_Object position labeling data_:
■ ■ ■ ■ ■ ■ ■

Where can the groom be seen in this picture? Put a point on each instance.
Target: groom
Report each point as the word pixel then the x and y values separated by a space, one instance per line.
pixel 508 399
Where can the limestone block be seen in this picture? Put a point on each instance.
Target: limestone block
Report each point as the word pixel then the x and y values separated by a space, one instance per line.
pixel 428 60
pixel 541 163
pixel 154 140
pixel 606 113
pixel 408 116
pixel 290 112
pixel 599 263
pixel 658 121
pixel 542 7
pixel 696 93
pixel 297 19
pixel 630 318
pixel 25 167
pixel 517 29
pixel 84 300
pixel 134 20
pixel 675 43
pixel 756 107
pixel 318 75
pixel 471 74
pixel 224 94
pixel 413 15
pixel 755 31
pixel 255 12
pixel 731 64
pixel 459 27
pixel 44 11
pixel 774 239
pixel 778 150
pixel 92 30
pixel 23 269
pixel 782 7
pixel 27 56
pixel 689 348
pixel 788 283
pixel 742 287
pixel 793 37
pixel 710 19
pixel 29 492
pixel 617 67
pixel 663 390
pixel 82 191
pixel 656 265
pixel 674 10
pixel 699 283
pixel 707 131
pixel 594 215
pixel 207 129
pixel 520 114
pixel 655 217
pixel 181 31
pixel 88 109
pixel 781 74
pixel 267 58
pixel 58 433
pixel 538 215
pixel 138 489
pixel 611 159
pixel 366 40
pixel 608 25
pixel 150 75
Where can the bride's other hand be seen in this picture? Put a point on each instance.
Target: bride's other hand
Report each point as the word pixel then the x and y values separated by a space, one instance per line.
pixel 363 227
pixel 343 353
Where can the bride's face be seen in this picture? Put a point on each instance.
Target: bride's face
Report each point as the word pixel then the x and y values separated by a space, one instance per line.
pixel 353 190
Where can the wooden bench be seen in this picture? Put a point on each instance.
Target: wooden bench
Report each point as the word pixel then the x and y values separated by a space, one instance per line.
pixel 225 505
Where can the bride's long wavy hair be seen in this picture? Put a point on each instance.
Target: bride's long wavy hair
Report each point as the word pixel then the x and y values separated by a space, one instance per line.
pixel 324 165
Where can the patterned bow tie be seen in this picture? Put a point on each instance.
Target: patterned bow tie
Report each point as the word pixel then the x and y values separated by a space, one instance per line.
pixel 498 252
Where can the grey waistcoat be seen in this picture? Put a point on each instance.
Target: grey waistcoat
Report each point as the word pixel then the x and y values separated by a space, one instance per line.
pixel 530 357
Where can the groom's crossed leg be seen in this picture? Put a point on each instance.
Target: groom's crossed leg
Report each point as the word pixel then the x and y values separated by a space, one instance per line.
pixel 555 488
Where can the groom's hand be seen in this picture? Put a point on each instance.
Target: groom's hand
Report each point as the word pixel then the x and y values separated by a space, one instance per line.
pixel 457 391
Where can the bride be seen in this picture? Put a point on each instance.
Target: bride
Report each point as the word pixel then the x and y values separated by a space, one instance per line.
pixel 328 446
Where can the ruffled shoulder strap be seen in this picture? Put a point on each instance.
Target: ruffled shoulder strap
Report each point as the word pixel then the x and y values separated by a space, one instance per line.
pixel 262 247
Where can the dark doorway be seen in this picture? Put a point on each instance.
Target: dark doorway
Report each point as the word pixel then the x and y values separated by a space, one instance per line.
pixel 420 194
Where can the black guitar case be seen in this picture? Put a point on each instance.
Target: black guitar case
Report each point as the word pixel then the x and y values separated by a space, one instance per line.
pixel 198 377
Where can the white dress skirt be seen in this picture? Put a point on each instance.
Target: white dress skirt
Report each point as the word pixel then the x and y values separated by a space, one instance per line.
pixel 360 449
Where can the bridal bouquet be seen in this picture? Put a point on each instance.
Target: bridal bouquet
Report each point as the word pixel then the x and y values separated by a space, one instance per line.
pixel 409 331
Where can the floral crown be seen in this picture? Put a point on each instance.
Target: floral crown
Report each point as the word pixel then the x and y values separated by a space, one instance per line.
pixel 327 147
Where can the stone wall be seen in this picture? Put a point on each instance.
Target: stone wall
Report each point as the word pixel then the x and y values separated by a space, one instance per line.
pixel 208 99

■ ■ ■ ■ ■ ■ ■

_TASK PROMPT_:
Starting at the beginning of the data and ending at the line that contains "pixel 508 399", write those lines out again, substituting "bride" for "groom" and leaving everything else unchanged.

_RESPONSE BELOW_:
Where can the bride be seen in this picture? Put a point on each instance.
Target: bride
Report each point as the word pixel then the x and y values separated by a space, one instance per line.
pixel 508 399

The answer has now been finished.